Extracted entries Block Start
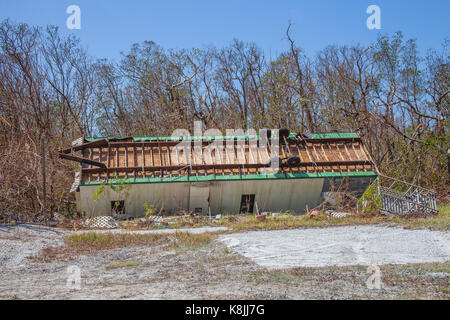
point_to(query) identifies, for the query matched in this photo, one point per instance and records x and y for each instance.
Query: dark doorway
(118, 206)
(247, 203)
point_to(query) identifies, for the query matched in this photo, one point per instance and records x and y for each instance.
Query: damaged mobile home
(155, 172)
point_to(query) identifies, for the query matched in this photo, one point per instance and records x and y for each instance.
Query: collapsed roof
(153, 159)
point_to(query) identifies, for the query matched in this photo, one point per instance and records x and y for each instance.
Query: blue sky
(109, 27)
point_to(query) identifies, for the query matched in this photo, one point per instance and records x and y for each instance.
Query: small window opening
(118, 207)
(247, 203)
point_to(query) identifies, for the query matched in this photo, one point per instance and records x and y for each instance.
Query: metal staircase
(403, 198)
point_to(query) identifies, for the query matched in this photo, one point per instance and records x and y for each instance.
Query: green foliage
(149, 209)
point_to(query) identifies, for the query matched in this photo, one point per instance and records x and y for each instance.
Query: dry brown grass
(92, 242)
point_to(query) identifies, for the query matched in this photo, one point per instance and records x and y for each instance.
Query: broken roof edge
(359, 174)
(320, 135)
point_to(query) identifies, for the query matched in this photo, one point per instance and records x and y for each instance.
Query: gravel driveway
(340, 246)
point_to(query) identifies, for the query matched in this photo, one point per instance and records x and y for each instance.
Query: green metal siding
(243, 177)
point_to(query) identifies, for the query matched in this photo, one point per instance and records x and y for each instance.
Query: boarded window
(247, 203)
(118, 206)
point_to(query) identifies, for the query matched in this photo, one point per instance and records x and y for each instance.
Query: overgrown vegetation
(52, 92)
(92, 242)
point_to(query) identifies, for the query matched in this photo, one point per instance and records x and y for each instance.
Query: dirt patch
(340, 246)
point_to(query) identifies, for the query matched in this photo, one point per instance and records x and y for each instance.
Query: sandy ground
(340, 246)
(214, 271)
(160, 231)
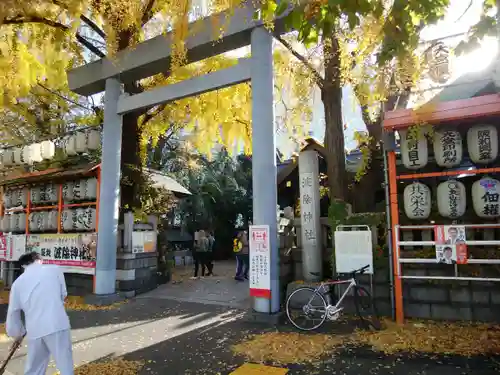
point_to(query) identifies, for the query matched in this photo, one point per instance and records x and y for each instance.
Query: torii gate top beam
(153, 56)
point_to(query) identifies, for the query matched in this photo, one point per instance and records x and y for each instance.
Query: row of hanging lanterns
(79, 190)
(80, 219)
(482, 144)
(452, 200)
(77, 143)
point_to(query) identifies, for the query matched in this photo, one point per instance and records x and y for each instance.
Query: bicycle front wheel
(306, 308)
(366, 309)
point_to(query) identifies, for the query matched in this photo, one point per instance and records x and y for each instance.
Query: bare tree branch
(317, 77)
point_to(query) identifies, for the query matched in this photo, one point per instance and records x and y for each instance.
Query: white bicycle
(318, 304)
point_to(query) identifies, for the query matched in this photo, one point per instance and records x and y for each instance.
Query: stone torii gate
(152, 57)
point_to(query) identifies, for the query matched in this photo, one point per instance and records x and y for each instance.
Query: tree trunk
(131, 163)
(331, 96)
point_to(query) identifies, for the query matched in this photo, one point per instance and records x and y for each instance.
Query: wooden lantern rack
(440, 114)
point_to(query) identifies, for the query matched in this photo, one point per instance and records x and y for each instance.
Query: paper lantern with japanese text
(26, 156)
(5, 224)
(448, 148)
(51, 193)
(50, 221)
(36, 153)
(18, 155)
(482, 143)
(414, 150)
(7, 198)
(81, 142)
(68, 191)
(93, 139)
(48, 150)
(485, 197)
(451, 199)
(67, 220)
(8, 157)
(35, 194)
(91, 188)
(78, 190)
(417, 201)
(70, 145)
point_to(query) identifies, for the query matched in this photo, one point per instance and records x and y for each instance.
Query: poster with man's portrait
(446, 254)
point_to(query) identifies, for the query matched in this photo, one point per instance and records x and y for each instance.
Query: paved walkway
(178, 337)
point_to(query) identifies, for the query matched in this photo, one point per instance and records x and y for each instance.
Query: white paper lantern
(8, 157)
(91, 189)
(448, 148)
(48, 150)
(22, 222)
(67, 220)
(51, 220)
(36, 152)
(18, 155)
(451, 199)
(482, 143)
(417, 201)
(81, 142)
(5, 224)
(78, 190)
(51, 193)
(485, 197)
(70, 145)
(7, 198)
(414, 151)
(93, 139)
(68, 191)
(26, 155)
(35, 194)
(14, 222)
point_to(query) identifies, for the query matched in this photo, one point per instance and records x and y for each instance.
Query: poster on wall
(143, 241)
(260, 261)
(451, 245)
(68, 249)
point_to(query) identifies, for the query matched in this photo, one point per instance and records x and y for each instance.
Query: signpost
(260, 262)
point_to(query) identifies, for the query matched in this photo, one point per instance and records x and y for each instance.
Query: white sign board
(353, 250)
(260, 261)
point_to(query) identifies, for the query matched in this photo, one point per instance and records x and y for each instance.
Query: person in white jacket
(40, 292)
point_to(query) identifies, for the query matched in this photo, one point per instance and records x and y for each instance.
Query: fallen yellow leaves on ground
(115, 367)
(76, 303)
(285, 348)
(429, 337)
(459, 338)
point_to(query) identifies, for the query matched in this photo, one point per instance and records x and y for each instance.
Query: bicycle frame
(352, 283)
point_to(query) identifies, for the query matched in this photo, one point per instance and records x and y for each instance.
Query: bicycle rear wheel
(304, 306)
(366, 309)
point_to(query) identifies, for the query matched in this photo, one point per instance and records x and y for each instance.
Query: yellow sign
(255, 369)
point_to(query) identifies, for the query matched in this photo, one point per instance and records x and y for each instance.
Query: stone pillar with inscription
(312, 259)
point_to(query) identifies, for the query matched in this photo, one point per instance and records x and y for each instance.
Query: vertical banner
(451, 245)
(260, 261)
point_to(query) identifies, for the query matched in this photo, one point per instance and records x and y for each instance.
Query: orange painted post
(393, 199)
(28, 210)
(59, 210)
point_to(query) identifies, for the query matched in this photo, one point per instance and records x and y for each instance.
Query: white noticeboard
(260, 261)
(353, 250)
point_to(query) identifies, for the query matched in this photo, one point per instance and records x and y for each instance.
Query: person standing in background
(40, 293)
(201, 254)
(210, 256)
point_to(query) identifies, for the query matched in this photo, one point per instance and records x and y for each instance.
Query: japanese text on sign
(77, 250)
(307, 208)
(418, 200)
(260, 261)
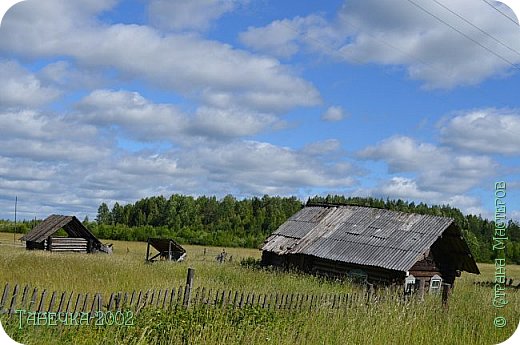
Extracted entries Block End
▶ About this task: With the pictures set aside, return each line of the listing exactly as given.

▶ Written solution:
point_to(query) identifies, for the query matched in this photo, one point per instance and records x and y for each instance.
Query: dark doorway
(118, 206)
(247, 203)
point_to(query) identifies, for the query matched in this photo, one point per instance and records x and y for each instance.
Query: damaged mobile home
(155, 172)
point_to(query) identifies, for the query matched in this photo, one point per instance and records x and y for each instance.
Query: collapsed roof
(153, 159)
point_to(query) identifies, for the query matched in this photo, one point per instance and records x and y for each instance.
Query: blue sky
(109, 27)
point_to(query) identifies, for the query matched in this photo, one point per instance and records x and y for each instance.
Query: small window opening
(118, 207)
(247, 203)
point_to(query) identifies, for the query matched in this photo, one point per instance and records x and y for each instance.
Query: metal staircase
(403, 198)
point_to(query) identifies, for the query matched in this photo, one point per instance and records x and y for each instance.
Query: green foliage
(149, 209)
point_to(query) identifies, for the query matched in this photo, one point per instance and records x and y for each instance.
Query: dry brown grass
(92, 242)
point_to(query) identifies, for the query matched in this photo, one point per instance and records x and y for each instance.
Query: broken roof edge
(359, 174)
(320, 135)
point_to(query) identifies, for the query matched in this photo, one point per instance and records x and y for each instance.
Query: gravel driveway
(340, 246)
point_to(query) identifies, for the query matched in this photo, one point per instance and records x and y for each instance.
Query: green metal siding
(243, 177)
point_to(query) identifies, for the query matched in this photo, one point per instance and records x and y for each instance.
Query: boarded window
(247, 203)
(118, 206)
point_to(query) identifies, for the query matched in this photo, one point per instance and records x and y for each instance.
Query: overgrown vegetation
(52, 92)
(92, 242)
point_to(query) identifies, for the query matched in this photo, one point per instance and records x and y for each instance.
Query: dirt patch
(340, 246)
point_to(query) identifies, for the query matched in this photo, one point per instance and records x and y for each instance.
Query: sandy ground
(340, 246)
(214, 271)
(160, 231)
point_to(query) identifies, for the query matched in this photo, one point per instance and records x and y for each instance.
Query: torii gate top beam
(153, 56)
point_to(query) identifies, for the query matched in this photo, one point per instance and records x and y for each instance.
Query: row of hanging lanterns
(79, 190)
(80, 219)
(482, 144)
(452, 200)
(77, 143)
point_to(query) identifies, for the query matched in this photo, one point per instance and records x and y for each instance.
Query: bicycle front wheel
(306, 308)
(366, 309)
point_to(query) identifies, for the query matched in this photo, one point per instance and records x and y for each instance.
Query: bare tree branch
(317, 77)
point_to(query) identifies, for the query matched in this photo, one point per instance and records x and y for each instance.
Query: white bicycle
(318, 304)
point_to(query) identifies, for the query matched in this photo, one point per instance and records x and y for each instance.
Query: stone torii gate
(152, 57)
point_to(query) identifies, for the query matched in this photo, one point per instance and records x and y for each instance.
Query: tree trunk
(131, 163)
(331, 96)
point_to(query) identifies, for the query matched in this photo, one point per instance and records x and y for each instance.
Query: wooden lantern rack
(440, 114)
point_to(query) identifies, for the query matched in this photo, one point per instance and records x and y for each instance.
Query: paper lantern with japanese text
(26, 156)
(5, 224)
(448, 148)
(51, 193)
(50, 221)
(36, 153)
(18, 155)
(482, 143)
(414, 150)
(7, 198)
(81, 142)
(68, 191)
(93, 139)
(48, 150)
(485, 197)
(451, 199)
(67, 220)
(8, 157)
(35, 194)
(91, 188)
(78, 190)
(417, 201)
(70, 145)
point_to(query) identifies, for the query matched in this photo, one point per instance and records x and y for each instance.
Query: poster with man's portrait
(446, 254)
point_to(query) identifies, for the query matched in this photo, one point per instance and records x and y for each instance.
Query: paved walkway
(178, 337)
point_to(query) identifies, for the query matched in this photo, one point per instance and records x and y for each instance.
Query: white paper lantern
(8, 157)
(91, 189)
(448, 148)
(48, 150)
(22, 222)
(67, 220)
(51, 220)
(36, 152)
(18, 155)
(451, 199)
(482, 143)
(417, 201)
(81, 142)
(5, 224)
(78, 190)
(51, 193)
(485, 197)
(70, 145)
(7, 198)
(414, 151)
(93, 139)
(68, 191)
(26, 155)
(35, 194)
(14, 222)
point_to(query) identifies, for the query matched in this photo, one point per instance and records x and y for each instance.
Query: poster on wall
(143, 241)
(260, 261)
(451, 245)
(68, 249)
point_to(query) identifies, for the query matched in this photo, one point per instance and records x and y for each instance.
Query: signpost
(260, 262)
point_to(query) identifies, for the query matched in this photo, one point per instance and records x and y for each instance.
Query: white sign board
(353, 250)
(260, 261)
point_to(query) identifies, for the query matched in this photo, one point per instance and records x and y for each instance.
Query: person in white jacket
(40, 292)
point_to(query) identifies, for the query matched in this photo, one point per instance and records x and y for each instance.
Query: fallen yellow leaves on ground
(115, 367)
(76, 303)
(285, 348)
(429, 337)
(459, 338)
point_to(query) identifies, for the query matched in this photo, one point per instance and records x and y for each instance.
Query: bicycle frame
(352, 283)
point_to(query) identifies, for the query matched in this photo, one point per instance and records x and y for each instance.
Query: bicycle rear wheel
(304, 306)
(366, 309)
point_to(query) identifies, for the query matched in this photo, one point per instance and records x and y for each instance.
Query: yellow sign
(255, 369)
point_to(query) identifies, for the query matched in this photo, one point per instance and records x and y for each instance.
Query: stone pillar with inscription
(312, 259)
point_to(query) identifies, for the query matched in this photo, one point per instance and records x and y for each instance.
Query: vertical banner
(451, 245)
(260, 261)
point_to(query) identifies, for the query matched in this photo, one point per instance and records x and y for each instance.
Query: orange painted post
(393, 199)
(28, 210)
(59, 210)
point_to(query) identifies, for the query matched in this photo, one point per instance and records x and y for each instance.
Query: white noticeboard
(260, 261)
(353, 250)
point_to(query) identifies, for the query matched in this photo, one point per instance and records x and y for each instance.
Query: person standing in background
(40, 293)
(201, 254)
(210, 256)
point_to(query) identifies, for the query matched in this photo, one point per instance and records x and y for each instance.
Query: japanese text on sign
(77, 250)
(307, 208)
(418, 200)
(260, 261)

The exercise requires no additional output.